EXERCISE: Take everything from the line containing "Point to the asphalt" down to the end of the data and write those lines out again, substituting "dark shoe" for "black shoe" and leaving all else as it stands.
** start of EXERCISE DATA **
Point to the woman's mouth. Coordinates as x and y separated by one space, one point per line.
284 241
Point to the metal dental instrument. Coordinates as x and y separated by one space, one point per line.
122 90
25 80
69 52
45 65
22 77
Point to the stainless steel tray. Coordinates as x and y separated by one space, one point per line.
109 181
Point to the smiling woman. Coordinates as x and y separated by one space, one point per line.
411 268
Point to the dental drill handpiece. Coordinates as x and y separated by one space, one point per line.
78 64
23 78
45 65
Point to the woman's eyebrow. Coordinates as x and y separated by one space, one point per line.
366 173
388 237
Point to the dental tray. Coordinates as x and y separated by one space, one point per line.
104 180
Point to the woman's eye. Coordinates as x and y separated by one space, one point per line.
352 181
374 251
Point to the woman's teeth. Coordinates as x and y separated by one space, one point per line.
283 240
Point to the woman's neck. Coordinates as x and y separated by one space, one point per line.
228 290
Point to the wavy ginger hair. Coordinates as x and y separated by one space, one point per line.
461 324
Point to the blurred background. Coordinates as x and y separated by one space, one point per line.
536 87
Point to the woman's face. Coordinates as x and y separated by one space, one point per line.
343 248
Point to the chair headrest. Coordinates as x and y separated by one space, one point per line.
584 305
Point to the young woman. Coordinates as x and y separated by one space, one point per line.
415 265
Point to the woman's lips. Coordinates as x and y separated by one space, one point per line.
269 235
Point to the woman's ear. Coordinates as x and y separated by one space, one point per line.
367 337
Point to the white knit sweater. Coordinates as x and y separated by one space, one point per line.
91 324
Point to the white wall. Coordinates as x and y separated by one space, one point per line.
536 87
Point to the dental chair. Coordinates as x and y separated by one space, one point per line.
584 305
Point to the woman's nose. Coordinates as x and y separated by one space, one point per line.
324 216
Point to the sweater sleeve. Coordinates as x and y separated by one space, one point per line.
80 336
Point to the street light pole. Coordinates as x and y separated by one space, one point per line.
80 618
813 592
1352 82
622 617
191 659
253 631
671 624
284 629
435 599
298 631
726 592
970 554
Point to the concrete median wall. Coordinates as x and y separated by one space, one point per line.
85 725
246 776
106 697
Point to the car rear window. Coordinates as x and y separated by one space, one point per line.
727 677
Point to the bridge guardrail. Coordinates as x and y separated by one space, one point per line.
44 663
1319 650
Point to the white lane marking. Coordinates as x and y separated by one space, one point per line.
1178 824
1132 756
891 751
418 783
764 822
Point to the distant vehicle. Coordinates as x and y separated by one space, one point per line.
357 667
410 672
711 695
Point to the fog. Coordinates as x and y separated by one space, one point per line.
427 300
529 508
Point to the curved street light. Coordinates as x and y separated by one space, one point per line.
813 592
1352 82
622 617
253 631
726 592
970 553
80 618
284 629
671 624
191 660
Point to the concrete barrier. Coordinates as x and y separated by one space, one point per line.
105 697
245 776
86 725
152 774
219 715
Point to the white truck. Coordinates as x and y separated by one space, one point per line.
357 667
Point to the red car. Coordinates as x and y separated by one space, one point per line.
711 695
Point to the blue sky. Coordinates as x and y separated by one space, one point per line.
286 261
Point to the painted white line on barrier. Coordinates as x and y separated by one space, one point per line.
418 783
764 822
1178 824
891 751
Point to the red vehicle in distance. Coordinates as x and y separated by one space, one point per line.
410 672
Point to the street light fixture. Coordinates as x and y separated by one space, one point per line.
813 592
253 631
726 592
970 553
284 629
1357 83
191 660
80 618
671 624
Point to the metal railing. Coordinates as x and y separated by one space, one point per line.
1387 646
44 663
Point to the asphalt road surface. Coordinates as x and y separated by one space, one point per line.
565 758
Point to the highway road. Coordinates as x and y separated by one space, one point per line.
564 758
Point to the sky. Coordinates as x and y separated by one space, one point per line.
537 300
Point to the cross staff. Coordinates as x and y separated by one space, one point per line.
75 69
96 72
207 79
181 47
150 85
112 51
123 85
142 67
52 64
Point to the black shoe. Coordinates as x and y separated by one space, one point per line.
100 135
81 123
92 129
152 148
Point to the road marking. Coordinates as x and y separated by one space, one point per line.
** end of EXERCISE DATA **
ANSWER TO THIS EXERCISE:
Point to the asphalt road surface. Coordinates as x and y separated by one space, one point per line.
565 758
Point to the highway road. Coordinates as x and y separated by one space, one point per line.
564 758
Point to the sky. Coordinates as x and y separated by one space, one point per line.
537 300
Point to the cross staff. Coordinates as x and y separated by one space, one point per line.
75 69
96 72
207 79
181 47
150 85
112 51
123 85
142 67
52 64
Point to the dark shoe. Coordinates as x and y separated by one space, one point per line.
100 135
81 123
92 129
152 148
Point to the road marking. Coordinates as x and y separated by one space, one point per line.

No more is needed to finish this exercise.